──────── Dataset records

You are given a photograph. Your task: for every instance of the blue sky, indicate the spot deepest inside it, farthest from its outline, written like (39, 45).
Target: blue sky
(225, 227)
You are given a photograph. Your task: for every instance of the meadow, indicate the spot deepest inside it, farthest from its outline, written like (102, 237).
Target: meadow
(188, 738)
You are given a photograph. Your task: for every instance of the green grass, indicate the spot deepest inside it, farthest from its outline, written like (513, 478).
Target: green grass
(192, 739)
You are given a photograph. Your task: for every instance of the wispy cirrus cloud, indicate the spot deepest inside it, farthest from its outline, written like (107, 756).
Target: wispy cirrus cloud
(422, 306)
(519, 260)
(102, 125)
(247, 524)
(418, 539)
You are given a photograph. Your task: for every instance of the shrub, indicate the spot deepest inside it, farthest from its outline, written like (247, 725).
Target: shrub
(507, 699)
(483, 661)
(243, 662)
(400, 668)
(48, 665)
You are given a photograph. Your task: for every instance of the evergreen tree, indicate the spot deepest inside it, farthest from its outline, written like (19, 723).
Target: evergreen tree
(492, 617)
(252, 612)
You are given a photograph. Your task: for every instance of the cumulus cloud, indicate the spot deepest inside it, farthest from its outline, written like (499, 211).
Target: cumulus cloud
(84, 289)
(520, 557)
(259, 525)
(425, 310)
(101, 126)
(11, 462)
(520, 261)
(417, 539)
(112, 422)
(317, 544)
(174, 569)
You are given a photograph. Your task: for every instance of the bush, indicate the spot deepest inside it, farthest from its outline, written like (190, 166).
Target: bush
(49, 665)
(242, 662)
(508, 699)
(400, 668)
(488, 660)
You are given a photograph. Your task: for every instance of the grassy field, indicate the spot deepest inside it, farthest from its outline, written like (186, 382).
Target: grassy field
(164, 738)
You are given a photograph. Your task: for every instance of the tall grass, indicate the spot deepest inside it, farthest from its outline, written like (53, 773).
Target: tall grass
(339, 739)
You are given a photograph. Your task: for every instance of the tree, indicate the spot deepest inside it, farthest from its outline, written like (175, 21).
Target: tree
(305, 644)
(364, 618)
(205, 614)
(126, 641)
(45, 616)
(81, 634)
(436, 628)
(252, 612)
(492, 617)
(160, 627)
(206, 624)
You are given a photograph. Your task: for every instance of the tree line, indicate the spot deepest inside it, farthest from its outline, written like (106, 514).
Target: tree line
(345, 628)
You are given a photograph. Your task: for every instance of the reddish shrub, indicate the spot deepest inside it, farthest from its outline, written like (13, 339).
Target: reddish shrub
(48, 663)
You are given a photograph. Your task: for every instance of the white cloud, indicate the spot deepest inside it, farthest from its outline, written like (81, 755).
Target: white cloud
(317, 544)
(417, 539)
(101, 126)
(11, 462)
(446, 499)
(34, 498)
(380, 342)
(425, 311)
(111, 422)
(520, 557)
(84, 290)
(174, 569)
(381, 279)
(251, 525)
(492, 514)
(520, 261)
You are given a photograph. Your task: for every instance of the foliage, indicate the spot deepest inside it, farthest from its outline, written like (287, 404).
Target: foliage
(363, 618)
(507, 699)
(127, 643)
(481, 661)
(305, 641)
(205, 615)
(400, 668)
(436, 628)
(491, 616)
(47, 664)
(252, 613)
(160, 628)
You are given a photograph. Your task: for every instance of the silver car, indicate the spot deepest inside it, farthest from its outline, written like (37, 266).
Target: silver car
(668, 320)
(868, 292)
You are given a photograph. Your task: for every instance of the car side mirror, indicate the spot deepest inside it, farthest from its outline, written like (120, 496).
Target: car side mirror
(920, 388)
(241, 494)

────────────────

Return the whole listing exactly.

You are given a photograph. Your task: for every instance of the blue sky, indicate the spot deepest inside it, farthest from its outline, written like (39, 45).
Target: blue sky
(225, 227)
You are given a photograph. Your task: for every instance of the meadow, indicate the spot deepest inside it, farthest from its outline, written like (102, 237).
Target: meadow
(188, 738)
You are given a photograph. Your task: for every instance of the green grass, indicate the spot deepest inside it, farthest from its outline, written like (513, 478).
Target: green grass
(192, 739)
You are given a photograph. Your task: for every instance of the wispy cirrus cloud, indicate the spot deepest inside it, farthest from its outline, written like (107, 756).
Target: wispy cirrus cloud
(422, 306)
(519, 260)
(102, 125)
(247, 524)
(418, 539)
You are given a photograph. Your task: for every instance of the shrub, indicate the spot deepest inside it, farthest from its outline, written like (247, 725).
Target: shrub
(507, 699)
(483, 661)
(243, 662)
(400, 668)
(48, 665)
You are given a photograph. Your task: for every instance of the evergreen tree, indicate the spot deepest inside it, farthest from its outline, written like (19, 723).
Target: evergreen tree
(492, 617)
(252, 612)
You are given a photograph. Your task: for every instance of the cumulus cloud, indicate the spot deepest inside it, farthest from its outline, written like (499, 211).
Target: cumulus cloud
(84, 289)
(520, 557)
(259, 525)
(425, 310)
(101, 126)
(11, 462)
(520, 261)
(417, 539)
(112, 422)
(317, 544)
(174, 569)
You are given a photograph. Your task: for every instance of the bush, indicate the spot deepest inside it, farthest from its outline, written like (190, 166).
Target: bush
(49, 665)
(242, 662)
(508, 699)
(400, 668)
(488, 660)
You are given a photograph. Your task: for every instance of the grassy field, indicate the spot deepest inside it, farthest from its outline, written like (186, 382).
Target: grassy field
(164, 738)
You are given a photograph. Your task: for every instance of the tall grass, indicate the spot deepest inside it, farthest from its outline, written like (53, 773).
Target: tall grass
(339, 739)
You are given a photograph. Your task: for every instance of the tree, indicate the spot deepest inside it, farthest from its outline, written like (175, 21).
Target: tree
(305, 644)
(364, 618)
(205, 614)
(126, 641)
(45, 616)
(81, 634)
(436, 628)
(252, 612)
(492, 617)
(160, 627)
(206, 624)
You are given a photograph. Your task: for every instance of the tree line, indicate the spot deepest inside it, farthest from its outline, written like (106, 514).
Target: tree line
(345, 628)
You are given a photograph. Your task: for every instance of the reddish shrub, indicate the spot deepest inside it, farthest from its outline, written like (13, 339).
Target: reddish shrub
(48, 663)
You are given a photograph. Your task: for every instance of the white cloud, indicate the spot deepest inside it, farthest from its outline, written like (81, 755).
Target: white cloud
(317, 544)
(417, 539)
(101, 126)
(11, 462)
(446, 499)
(34, 498)
(380, 342)
(425, 311)
(111, 422)
(520, 557)
(84, 290)
(174, 569)
(381, 279)
(251, 525)
(492, 514)
(520, 261)
You are given a photograph. Your task: for every instance of the foliage, indicate the spot deepest inside it, farthest from its outline, written like (287, 404).
Target: foliage
(363, 618)
(507, 699)
(127, 643)
(481, 661)
(305, 641)
(205, 615)
(400, 668)
(436, 628)
(491, 616)
(47, 664)
(252, 613)
(160, 628)
You are given a photograph. Your task: for every instance of the silver car, indicate the spot deepest inside it, farthest from its outline, written like (37, 266).
Target: silver car
(668, 320)
(868, 292)
You are given a photograph. Your task: for every instance of the car side mirror, indicate the spot deepest inside it, farthest from its outline, written like (120, 496).
Target: car side mirror
(920, 388)
(241, 494)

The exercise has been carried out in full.